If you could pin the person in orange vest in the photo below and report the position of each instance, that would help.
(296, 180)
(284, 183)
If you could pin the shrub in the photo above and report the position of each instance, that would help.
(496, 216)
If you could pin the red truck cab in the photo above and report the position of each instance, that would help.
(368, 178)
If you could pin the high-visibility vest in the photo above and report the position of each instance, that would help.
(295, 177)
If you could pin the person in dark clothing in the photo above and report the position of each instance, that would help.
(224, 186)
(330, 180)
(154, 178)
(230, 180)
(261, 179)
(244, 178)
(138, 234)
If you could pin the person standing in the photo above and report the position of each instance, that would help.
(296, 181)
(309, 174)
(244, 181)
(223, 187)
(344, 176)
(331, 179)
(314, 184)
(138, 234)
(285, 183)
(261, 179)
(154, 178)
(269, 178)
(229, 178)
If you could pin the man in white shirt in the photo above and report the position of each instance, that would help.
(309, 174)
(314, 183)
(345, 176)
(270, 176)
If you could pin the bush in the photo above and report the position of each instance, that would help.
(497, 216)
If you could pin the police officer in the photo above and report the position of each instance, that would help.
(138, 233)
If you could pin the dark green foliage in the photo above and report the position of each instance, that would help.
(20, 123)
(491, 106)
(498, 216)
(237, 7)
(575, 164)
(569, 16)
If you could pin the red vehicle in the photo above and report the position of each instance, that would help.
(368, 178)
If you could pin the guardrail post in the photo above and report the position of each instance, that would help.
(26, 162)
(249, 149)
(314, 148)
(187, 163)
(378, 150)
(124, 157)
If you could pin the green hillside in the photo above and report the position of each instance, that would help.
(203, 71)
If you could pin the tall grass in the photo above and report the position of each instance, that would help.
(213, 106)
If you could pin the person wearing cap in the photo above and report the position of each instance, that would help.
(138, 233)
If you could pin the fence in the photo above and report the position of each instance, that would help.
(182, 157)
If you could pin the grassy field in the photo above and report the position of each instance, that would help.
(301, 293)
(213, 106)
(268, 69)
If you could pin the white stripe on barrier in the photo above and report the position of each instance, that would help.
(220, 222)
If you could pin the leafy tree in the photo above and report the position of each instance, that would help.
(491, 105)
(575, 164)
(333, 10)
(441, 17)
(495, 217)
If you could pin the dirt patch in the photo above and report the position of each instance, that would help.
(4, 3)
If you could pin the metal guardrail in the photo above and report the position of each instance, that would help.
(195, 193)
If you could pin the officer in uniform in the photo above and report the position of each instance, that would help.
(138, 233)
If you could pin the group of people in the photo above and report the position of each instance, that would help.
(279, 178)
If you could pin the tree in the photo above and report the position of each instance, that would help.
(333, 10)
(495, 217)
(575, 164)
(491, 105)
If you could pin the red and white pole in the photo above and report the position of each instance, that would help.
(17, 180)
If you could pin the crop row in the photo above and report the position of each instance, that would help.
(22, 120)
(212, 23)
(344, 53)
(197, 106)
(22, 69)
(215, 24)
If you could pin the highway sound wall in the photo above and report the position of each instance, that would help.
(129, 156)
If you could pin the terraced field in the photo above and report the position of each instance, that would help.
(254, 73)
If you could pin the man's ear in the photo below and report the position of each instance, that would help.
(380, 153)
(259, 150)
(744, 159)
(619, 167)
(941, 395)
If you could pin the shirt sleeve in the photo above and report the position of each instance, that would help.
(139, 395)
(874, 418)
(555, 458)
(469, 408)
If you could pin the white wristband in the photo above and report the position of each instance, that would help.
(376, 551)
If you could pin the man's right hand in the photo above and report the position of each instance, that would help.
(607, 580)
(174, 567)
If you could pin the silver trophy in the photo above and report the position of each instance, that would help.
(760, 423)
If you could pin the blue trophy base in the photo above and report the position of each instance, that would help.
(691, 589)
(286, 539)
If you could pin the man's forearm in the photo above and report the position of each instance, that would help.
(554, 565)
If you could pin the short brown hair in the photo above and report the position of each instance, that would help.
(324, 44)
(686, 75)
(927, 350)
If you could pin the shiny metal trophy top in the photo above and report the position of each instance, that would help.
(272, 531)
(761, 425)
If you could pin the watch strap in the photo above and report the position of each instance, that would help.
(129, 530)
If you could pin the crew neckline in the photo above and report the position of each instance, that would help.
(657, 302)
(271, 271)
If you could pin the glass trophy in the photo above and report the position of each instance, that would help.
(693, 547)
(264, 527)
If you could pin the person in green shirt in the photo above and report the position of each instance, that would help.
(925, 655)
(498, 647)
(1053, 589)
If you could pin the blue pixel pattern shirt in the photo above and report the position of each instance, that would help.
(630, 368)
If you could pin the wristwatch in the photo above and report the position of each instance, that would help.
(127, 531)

──────────────────────────────

Task directions -> Copy only this span: the line that contains "If you could pin the white wristband", the last line, and every line between them.

Answer to this exercise ->
If you could pin the white wristband in the photo above and report the position of each instance, that would help.
(376, 551)
If you could pin the man's right hand in the photo above and report the position of each instance, that would help.
(607, 580)
(174, 567)
If you could pin the silver trophy in the photo above and report the position of each instance, that would help.
(760, 423)
If you could pin the blue trophy base in the photo above and report the position of each instance, that would help.
(691, 589)
(286, 539)
If you could pin the man's forearm in the photo above and report the position of each instance, that would help.
(554, 565)
If you could pin the short brown hair in the photo above and report the position of each instance, that would help.
(324, 44)
(686, 75)
(927, 350)
If you could pin the shiny metal trophy top in the photo above and report the position of each instance, that would help.
(272, 531)
(761, 425)
If you could pin the watch strap in the photo above and report the position of each instance, that would help.
(129, 530)
If you could pin the crew neckline in the photo above and report the position of each instance, that would help.
(657, 302)
(271, 271)
If you could pin the glass trophy in the photo above and report the position of each instance, that would help.
(693, 547)
(264, 527)
If you could pin the person in green shirt in the photo above and report the position of each instance, that would help.
(925, 655)
(498, 647)
(1053, 589)
If you could pin the blue pixel pattern shirt in the photo above and report the position of each instance, that would help.
(630, 368)
If you could pin the wristwatch in the photo above and report the position of each instance, that would help.
(127, 531)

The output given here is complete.